[Metin]
== == ==

Allah Her Şeye Şahit

Allah Her Şeye Şahit

Rabbimiz mutlak olandır. Zamandan ve mekândan münezzehtir. Geçmiş de gelecek de O'nun Katında birdir. Kâinatı yarattığı andan, yok edeceği son ana kadar her şeye şahit olandır.
 
Allah’ın şahitliği, diğer tüm şahitliklerden öndedir. Kaldı ki hiçbir ‘şey’in, O'nun şahitliğinden başka şahitliğe ihtiyacı yoktur.
 
Hiçbir şey O'ndan gizli kalmaz. Ra'd Suresi'nde haber verildiği gibi,  "Sözü saklı tutan da, onu açığa vuran da, geceleyin gizlenen de ve gündüzün ortaklıkta gezen de", O'nun Katında bilme bakımından birdir. Gündüzün aydınlığında ya da gecenin karanlığında; işlenen bütün suçlara Allah şahittir. Hiç kimse şahit olmasa da Allah şahittir.
 
Kur'an, “göklerde ve yerde olanların tümünü gerçekten bilmekte olduğunu görmüyor musun?" diye sorar. Ve kendi aralarında gizli toplantılar düzenleyenlere de Allah'ın şahit olduğunu haber verir; "Fısıldaşmakta olan üç kişiden dördüncüleri mutlaka O'dur; beşin altıncısı da mutlaka O'dur. Bundan az veya çok olsun, her nerede olsalar mutlaka O, kendileriyle beraberdir. Sonra yaptıklarını kıyamet günü kendilerine haber verecektir. Şüphesiz Allah, herşeyi bilendir. (Mücadele Suresi, 7)
 
Allah her an, kalplerimizde sakladığımız niyete, aklımızdan geçen her düşünceye şahittir. Doğduğumuz andan itibaren, son nefesimize kadar yaşadığımız her olaya şahit olan Allah, ahirette tüm yapıp ettiklerimizin karşılığını vereceğini şöyle bildirir; " Allah, hepsini dirilteceği gün, onlara neler yaptıklarını haber verecektir. Allah, onları (yaptıklarıyla bir bir) saymıştır; onlar ise onu unutmuşlardır. Allah, her şeye şahid olandır." (Mücadele Suresi, 6)
 
Allah, bilgisi dışında hiçbir düşünce ya da hiçbir iş olmadığını, "Senin içinde olduğun herhangi bir durum, onun hakkında Kur'an'dan okuduğun herhangi bir şey ve sizin işlediğiniz herhangi bir iş yoktur ki, ona (iyice) daldığınızda, Biz sizin üzerinizde şahidler durmuş olmayalım. Yerde ve gökte zerre ağırlığınca hiçbir şey Rabbinden uzakta (saklı) kalmaz. Bunun daha küçüğü de, daha büyüğü de yoktur ki, apaçık bir kitapta (kayıtlı) olmasın." (Yunus Suresi, 61) ayeti ile haber verir.

== == ==

[Ham veri]

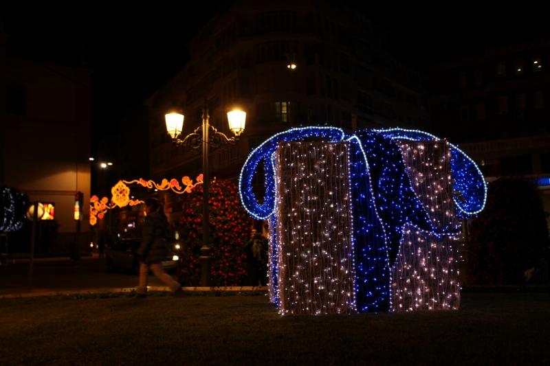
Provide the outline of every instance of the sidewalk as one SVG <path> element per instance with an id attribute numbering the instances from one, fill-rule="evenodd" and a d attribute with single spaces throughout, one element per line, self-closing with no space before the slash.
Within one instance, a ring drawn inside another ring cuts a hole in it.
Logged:
<path id="1" fill-rule="evenodd" d="M 99 255 L 96 253 L 92 253 L 91 255 L 81 256 L 79 260 L 87 260 L 94 258 L 98 258 Z M 58 257 L 35 257 L 32 261 L 35 263 L 45 263 L 47 262 L 69 262 L 74 260 L 69 255 L 60 255 Z M 21 258 L 10 258 L 10 259 L 2 258 L 0 261 L 0 266 L 9 266 L 10 264 L 20 264 L 21 263 L 28 263 L 30 262 L 30 258 L 28 257 Z"/>

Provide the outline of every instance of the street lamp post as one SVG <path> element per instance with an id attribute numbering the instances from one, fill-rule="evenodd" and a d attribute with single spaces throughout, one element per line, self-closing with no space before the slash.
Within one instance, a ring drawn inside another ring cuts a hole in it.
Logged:
<path id="1" fill-rule="evenodd" d="M 210 286 L 210 247 L 208 242 L 210 234 L 210 220 L 208 214 L 208 190 L 210 188 L 210 176 L 208 174 L 208 149 L 209 146 L 215 148 L 221 144 L 234 144 L 239 140 L 239 135 L 245 129 L 246 113 L 234 110 L 228 113 L 229 129 L 234 136 L 228 137 L 226 134 L 218 131 L 215 127 L 210 124 L 208 108 L 205 104 L 202 111 L 202 124 L 192 133 L 180 138 L 184 127 L 184 115 L 173 112 L 165 115 L 166 130 L 172 137 L 172 141 L 178 146 L 190 146 L 198 150 L 202 147 L 202 172 L 203 172 L 203 201 L 202 201 L 202 247 L 199 260 L 201 262 L 201 285 Z"/>

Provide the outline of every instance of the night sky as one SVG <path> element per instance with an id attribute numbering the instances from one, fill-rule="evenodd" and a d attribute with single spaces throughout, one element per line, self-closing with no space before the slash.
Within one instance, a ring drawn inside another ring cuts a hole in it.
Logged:
<path id="1" fill-rule="evenodd" d="M 166 4 L 108 10 L 98 5 L 56 9 L 49 4 L 32 14 L 5 10 L 0 19 L 10 34 L 8 56 L 85 65 L 94 70 L 95 141 L 105 126 L 116 123 L 127 108 L 142 104 L 185 64 L 187 41 L 229 2 L 195 2 L 192 12 Z M 421 71 L 428 70 L 430 62 L 474 54 L 487 45 L 550 34 L 540 5 L 441 3 L 351 6 L 386 30 L 386 47 L 393 54 Z"/>

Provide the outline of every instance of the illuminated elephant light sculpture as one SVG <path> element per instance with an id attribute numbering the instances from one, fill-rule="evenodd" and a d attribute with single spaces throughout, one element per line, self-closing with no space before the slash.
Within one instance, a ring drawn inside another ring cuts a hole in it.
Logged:
<path id="1" fill-rule="evenodd" d="M 239 190 L 250 215 L 270 222 L 270 297 L 281 314 L 459 307 L 459 219 L 483 209 L 487 187 L 446 140 L 292 128 L 252 152 Z"/>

== == ==

[Görevleriniz]
[A] Metinde Mücadele Suresi'nden aktarılan ayete göre fısıldaşan üç kişinin dördüncüsü kimdir?
[B] Ham verideki satırları, en baştan "99 255 L 96" geçen satıra kadar (iki uç da dahil) No ve Satır sütunlarıyla Markdown tablosu olarak yaz. Boş satırları ve resimleri tabloya koyma.

[Soruların cevapları]
[A] Mutlaka Allah'tır.

[B]
| No | Satır |
|---|---|
| 1 | Provide the outline of every instance of the sidewalk as one SVG <path> element per instance with an id attribute numbering the instances from one, fill-rule="evenodd" and a d attribute with single spaces throughout, one element per line, self-closing with no space before the slash. |
| 2 | Within one instance, a ring drawn inside another ring cuts a hole in it. |
| 3 | Logged: |
| 4 | <path id="1" fill-rule="evenodd" d="M 99 255 L 96 253 L 92 253 L 91 255 L 81 256 L 79 260 L 87 260 L 94 258 L 98 258 Z M 58 257 L 35 257 L 32 261 L 35 263 L 45 263 L 47 262 L 69 262 L 74 260 L 69 255 L 60 255 Z M 21 258 L 10 258 L 10 259 L 2 258 L 0 261 L 0 266 L 9 266 L 10 264 L 20 264 L 21 263 L 28 263 L 30 262 L 30 258 L 28 257 Z"/> |